RECORDS TO PROCESS:

######

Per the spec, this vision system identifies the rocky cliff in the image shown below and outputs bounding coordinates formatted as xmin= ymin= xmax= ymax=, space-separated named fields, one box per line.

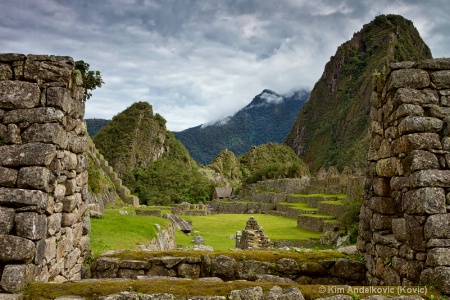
xmin=285 ymin=14 xmax=432 ymax=172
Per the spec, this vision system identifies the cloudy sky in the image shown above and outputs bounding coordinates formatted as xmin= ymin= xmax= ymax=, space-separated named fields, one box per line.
xmin=1 ymin=0 xmax=449 ymax=131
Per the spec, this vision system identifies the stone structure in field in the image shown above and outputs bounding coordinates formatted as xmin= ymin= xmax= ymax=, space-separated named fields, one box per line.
xmin=358 ymin=58 xmax=450 ymax=293
xmin=235 ymin=216 xmax=273 ymax=250
xmin=0 ymin=54 xmax=89 ymax=292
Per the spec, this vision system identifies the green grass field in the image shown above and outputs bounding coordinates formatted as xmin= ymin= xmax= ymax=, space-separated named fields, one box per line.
xmin=176 ymin=213 xmax=322 ymax=250
xmin=90 ymin=210 xmax=323 ymax=255
xmin=289 ymin=193 xmax=346 ymax=199
xmin=90 ymin=208 xmax=171 ymax=256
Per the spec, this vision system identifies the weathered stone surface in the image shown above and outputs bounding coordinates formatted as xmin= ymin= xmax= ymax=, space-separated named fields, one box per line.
xmin=391 ymin=103 xmax=424 ymax=120
xmin=17 ymin=166 xmax=55 ymax=192
xmin=405 ymin=215 xmax=426 ymax=252
xmin=418 ymin=58 xmax=450 ymax=69
xmin=410 ymin=170 xmax=450 ymax=188
xmin=398 ymin=116 xmax=443 ymax=135
xmin=329 ymin=258 xmax=366 ymax=281
xmin=403 ymin=187 xmax=446 ymax=215
xmin=431 ymin=70 xmax=450 ymax=89
xmin=0 ymin=63 xmax=13 ymax=80
xmin=393 ymin=88 xmax=438 ymax=105
xmin=15 ymin=212 xmax=47 ymax=240
xmin=275 ymin=258 xmax=300 ymax=275
xmin=2 ymin=107 xmax=64 ymax=124
xmin=177 ymin=263 xmax=200 ymax=279
xmin=0 ymin=143 xmax=56 ymax=167
xmin=145 ymin=265 xmax=177 ymax=277
xmin=388 ymin=69 xmax=430 ymax=91
xmin=426 ymin=248 xmax=450 ymax=267
xmin=0 ymin=166 xmax=18 ymax=187
xmin=408 ymin=150 xmax=439 ymax=172
xmin=299 ymin=262 xmax=328 ymax=276
xmin=0 ymin=207 xmax=15 ymax=234
xmin=68 ymin=135 xmax=87 ymax=154
xmin=91 ymin=257 xmax=120 ymax=278
xmin=0 ymin=187 xmax=48 ymax=209
xmin=0 ymin=264 xmax=36 ymax=293
xmin=211 ymin=255 xmax=236 ymax=279
xmin=390 ymin=176 xmax=410 ymax=191
xmin=367 ymin=197 xmax=395 ymax=214
xmin=22 ymin=123 xmax=68 ymax=148
xmin=420 ymin=266 xmax=450 ymax=294
xmin=371 ymin=213 xmax=392 ymax=230
xmin=0 ymin=81 xmax=40 ymax=109
xmin=118 ymin=260 xmax=151 ymax=270
xmin=391 ymin=133 xmax=442 ymax=155
xmin=47 ymin=86 xmax=73 ymax=113
xmin=0 ymin=235 xmax=35 ymax=263
xmin=424 ymin=214 xmax=450 ymax=239
xmin=236 ymin=260 xmax=273 ymax=280
xmin=392 ymin=218 xmax=407 ymax=242
xmin=229 ymin=286 xmax=263 ymax=300
xmin=24 ymin=55 xmax=73 ymax=84
xmin=376 ymin=157 xmax=404 ymax=177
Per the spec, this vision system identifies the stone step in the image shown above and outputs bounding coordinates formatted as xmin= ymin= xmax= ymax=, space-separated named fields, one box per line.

######

ABOUT THIS EXERCISE:
Please set down each line of the data above exactly as written, without the pictures.

RESPONSE BOX:
Per the spec, this vision system identifies the rocky cliff in the image shown below and outputs bounding coordinates formatted as xmin= ymin= xmax= ymax=, space-separated named fields, one box per line.

xmin=285 ymin=14 xmax=432 ymax=172
Per the spec, this vision system identifies the cloudy sky in the image shown above and outputs bounding coordinates formatted as xmin= ymin= xmax= ymax=, space-separated named fields, one box per line.
xmin=1 ymin=0 xmax=449 ymax=131
Per the spec, this vision system identifies the stone structure in field in the image shown above and outputs bounding coordinates formatted as xmin= ymin= xmax= ymax=, space-separated named fields, one box per line.
xmin=358 ymin=58 xmax=450 ymax=293
xmin=235 ymin=216 xmax=273 ymax=250
xmin=0 ymin=54 xmax=89 ymax=292
Per the spec, this vision system identifies the green grass field in the image shown above and outputs bounding coordinates formatted as xmin= ymin= xmax= ymax=, space-separated named fields, one box per line.
xmin=176 ymin=213 xmax=322 ymax=250
xmin=90 ymin=210 xmax=323 ymax=255
xmin=289 ymin=193 xmax=346 ymax=199
xmin=90 ymin=208 xmax=171 ymax=256
Per the spec, this vision system identifies the weathered stone surface in the image shown above and outputs bounding coordinates formatted as xmin= ymin= xmax= ymax=, space-separated named fields, one box per line.
xmin=391 ymin=103 xmax=424 ymax=120
xmin=17 ymin=166 xmax=55 ymax=192
xmin=405 ymin=215 xmax=426 ymax=252
xmin=418 ymin=58 xmax=450 ymax=69
xmin=410 ymin=170 xmax=450 ymax=188
xmin=398 ymin=116 xmax=443 ymax=135
xmin=329 ymin=258 xmax=366 ymax=281
xmin=403 ymin=187 xmax=446 ymax=215
xmin=431 ymin=70 xmax=450 ymax=89
xmin=0 ymin=63 xmax=13 ymax=80
xmin=393 ymin=88 xmax=438 ymax=105
xmin=15 ymin=212 xmax=47 ymax=240
xmin=275 ymin=258 xmax=300 ymax=275
xmin=2 ymin=107 xmax=64 ymax=124
xmin=177 ymin=263 xmax=200 ymax=279
xmin=0 ymin=143 xmax=56 ymax=167
xmin=145 ymin=265 xmax=177 ymax=277
xmin=388 ymin=69 xmax=430 ymax=91
xmin=426 ymin=248 xmax=450 ymax=267
xmin=0 ymin=166 xmax=18 ymax=187
xmin=408 ymin=150 xmax=439 ymax=172
xmin=299 ymin=262 xmax=328 ymax=276
xmin=0 ymin=207 xmax=15 ymax=234
xmin=68 ymin=135 xmax=87 ymax=154
xmin=91 ymin=257 xmax=120 ymax=278
xmin=0 ymin=187 xmax=48 ymax=209
xmin=0 ymin=264 xmax=36 ymax=293
xmin=211 ymin=255 xmax=236 ymax=279
xmin=390 ymin=176 xmax=410 ymax=191
xmin=367 ymin=197 xmax=395 ymax=214
xmin=22 ymin=123 xmax=68 ymax=148
xmin=420 ymin=266 xmax=450 ymax=294
xmin=371 ymin=213 xmax=392 ymax=230
xmin=0 ymin=81 xmax=40 ymax=109
xmin=118 ymin=260 xmax=151 ymax=270
xmin=391 ymin=133 xmax=442 ymax=155
xmin=47 ymin=86 xmax=73 ymax=113
xmin=0 ymin=235 xmax=35 ymax=263
xmin=424 ymin=214 xmax=450 ymax=239
xmin=236 ymin=260 xmax=273 ymax=280
xmin=392 ymin=218 xmax=407 ymax=242
xmin=229 ymin=286 xmax=263 ymax=300
xmin=24 ymin=55 xmax=73 ymax=84
xmin=376 ymin=157 xmax=404 ymax=177
Per the spec, this vision system identifies the stone step in the image shown above and outputs bounding coordinates formatted as xmin= ymin= xmax= ymax=, space-separated named fields, one box per line.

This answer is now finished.